== Problem ==
Return, word for word, the stretch of lines from the one containing "Your task: scan for worker" through the one containing "[66,152,87,195]".

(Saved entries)
################

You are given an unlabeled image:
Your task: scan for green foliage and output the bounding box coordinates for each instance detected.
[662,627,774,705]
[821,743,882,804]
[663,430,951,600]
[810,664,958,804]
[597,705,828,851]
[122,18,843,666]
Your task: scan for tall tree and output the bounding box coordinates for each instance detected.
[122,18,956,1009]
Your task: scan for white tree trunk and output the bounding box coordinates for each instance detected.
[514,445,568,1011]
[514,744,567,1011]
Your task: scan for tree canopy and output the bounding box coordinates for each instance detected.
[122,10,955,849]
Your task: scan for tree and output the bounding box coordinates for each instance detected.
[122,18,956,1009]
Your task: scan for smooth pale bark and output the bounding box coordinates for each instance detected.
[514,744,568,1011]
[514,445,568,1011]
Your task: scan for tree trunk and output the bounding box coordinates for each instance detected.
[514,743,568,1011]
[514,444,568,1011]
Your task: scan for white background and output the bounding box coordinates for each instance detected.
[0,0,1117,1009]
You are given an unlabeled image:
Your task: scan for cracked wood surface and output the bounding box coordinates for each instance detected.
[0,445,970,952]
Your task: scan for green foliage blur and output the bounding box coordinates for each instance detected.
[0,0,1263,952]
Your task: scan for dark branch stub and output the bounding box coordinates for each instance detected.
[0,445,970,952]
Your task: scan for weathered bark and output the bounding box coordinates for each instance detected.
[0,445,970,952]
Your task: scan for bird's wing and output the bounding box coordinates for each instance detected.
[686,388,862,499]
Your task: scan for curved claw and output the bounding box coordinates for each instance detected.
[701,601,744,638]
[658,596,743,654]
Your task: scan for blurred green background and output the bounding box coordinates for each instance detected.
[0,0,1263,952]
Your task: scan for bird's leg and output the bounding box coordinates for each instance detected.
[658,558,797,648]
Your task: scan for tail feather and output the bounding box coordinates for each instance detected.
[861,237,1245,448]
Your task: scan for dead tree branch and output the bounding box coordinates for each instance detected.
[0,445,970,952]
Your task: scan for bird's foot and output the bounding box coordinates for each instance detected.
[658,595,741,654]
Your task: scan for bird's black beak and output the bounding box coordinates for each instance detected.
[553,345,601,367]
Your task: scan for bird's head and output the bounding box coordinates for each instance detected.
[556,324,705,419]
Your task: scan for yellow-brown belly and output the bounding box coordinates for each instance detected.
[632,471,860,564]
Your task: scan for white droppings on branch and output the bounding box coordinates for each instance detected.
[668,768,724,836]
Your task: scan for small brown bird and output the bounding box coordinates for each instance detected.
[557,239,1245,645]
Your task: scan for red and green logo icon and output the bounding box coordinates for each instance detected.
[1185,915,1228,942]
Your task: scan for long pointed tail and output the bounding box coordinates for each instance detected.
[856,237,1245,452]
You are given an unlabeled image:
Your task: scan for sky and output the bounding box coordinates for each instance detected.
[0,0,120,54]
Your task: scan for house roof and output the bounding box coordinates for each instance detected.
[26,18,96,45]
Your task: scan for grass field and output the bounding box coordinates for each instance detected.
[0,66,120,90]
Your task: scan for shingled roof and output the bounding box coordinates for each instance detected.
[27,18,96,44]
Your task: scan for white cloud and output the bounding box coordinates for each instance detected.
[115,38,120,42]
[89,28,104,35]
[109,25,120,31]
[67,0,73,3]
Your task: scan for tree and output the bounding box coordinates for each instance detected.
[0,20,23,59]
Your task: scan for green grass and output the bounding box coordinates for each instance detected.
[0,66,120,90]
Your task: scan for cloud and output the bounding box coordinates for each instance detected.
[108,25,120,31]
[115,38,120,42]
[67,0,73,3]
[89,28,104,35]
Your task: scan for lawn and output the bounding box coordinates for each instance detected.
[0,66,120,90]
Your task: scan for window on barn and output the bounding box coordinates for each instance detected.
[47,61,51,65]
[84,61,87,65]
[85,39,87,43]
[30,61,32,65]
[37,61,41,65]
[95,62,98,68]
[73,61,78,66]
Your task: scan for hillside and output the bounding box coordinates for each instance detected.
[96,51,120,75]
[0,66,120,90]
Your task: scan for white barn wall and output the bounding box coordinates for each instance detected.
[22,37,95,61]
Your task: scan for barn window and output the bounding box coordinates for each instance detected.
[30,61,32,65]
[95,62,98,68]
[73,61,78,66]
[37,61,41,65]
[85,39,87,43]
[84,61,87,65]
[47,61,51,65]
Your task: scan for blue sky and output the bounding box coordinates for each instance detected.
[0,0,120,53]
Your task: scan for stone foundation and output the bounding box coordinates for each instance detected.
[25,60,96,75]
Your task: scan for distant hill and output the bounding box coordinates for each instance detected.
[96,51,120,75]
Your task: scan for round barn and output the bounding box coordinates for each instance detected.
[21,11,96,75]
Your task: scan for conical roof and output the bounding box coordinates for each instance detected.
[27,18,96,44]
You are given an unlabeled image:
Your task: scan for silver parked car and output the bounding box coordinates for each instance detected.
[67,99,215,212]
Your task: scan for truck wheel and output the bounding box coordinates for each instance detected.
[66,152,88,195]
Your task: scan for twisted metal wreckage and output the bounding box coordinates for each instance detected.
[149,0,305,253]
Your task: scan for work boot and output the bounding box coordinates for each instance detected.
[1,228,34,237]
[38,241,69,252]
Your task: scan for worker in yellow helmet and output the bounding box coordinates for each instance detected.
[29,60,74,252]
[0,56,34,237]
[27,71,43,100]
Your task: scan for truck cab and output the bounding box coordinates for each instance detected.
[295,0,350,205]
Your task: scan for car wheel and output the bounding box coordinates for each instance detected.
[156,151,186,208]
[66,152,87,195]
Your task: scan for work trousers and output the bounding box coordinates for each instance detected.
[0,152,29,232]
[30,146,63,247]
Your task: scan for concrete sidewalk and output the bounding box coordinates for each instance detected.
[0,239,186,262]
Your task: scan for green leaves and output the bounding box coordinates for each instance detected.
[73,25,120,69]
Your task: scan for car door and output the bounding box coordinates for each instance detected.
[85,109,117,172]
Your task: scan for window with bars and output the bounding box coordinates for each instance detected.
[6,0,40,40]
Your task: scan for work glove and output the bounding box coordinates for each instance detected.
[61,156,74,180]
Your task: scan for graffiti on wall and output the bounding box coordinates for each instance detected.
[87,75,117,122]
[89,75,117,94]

################

== Finished task ==
Your task: scan for worker in yellow helmet and output the bounding box coordinates for each instance detected.
[29,60,74,252]
[0,56,34,237]
[27,71,43,100]
Your task: scan for truck cab and output the bounding box coordinates for each instance detected.
[295,0,350,205]
Your task: scan for car wheel and output the bounding box coordinates for each instance detected.
[156,151,186,208]
[66,152,87,195]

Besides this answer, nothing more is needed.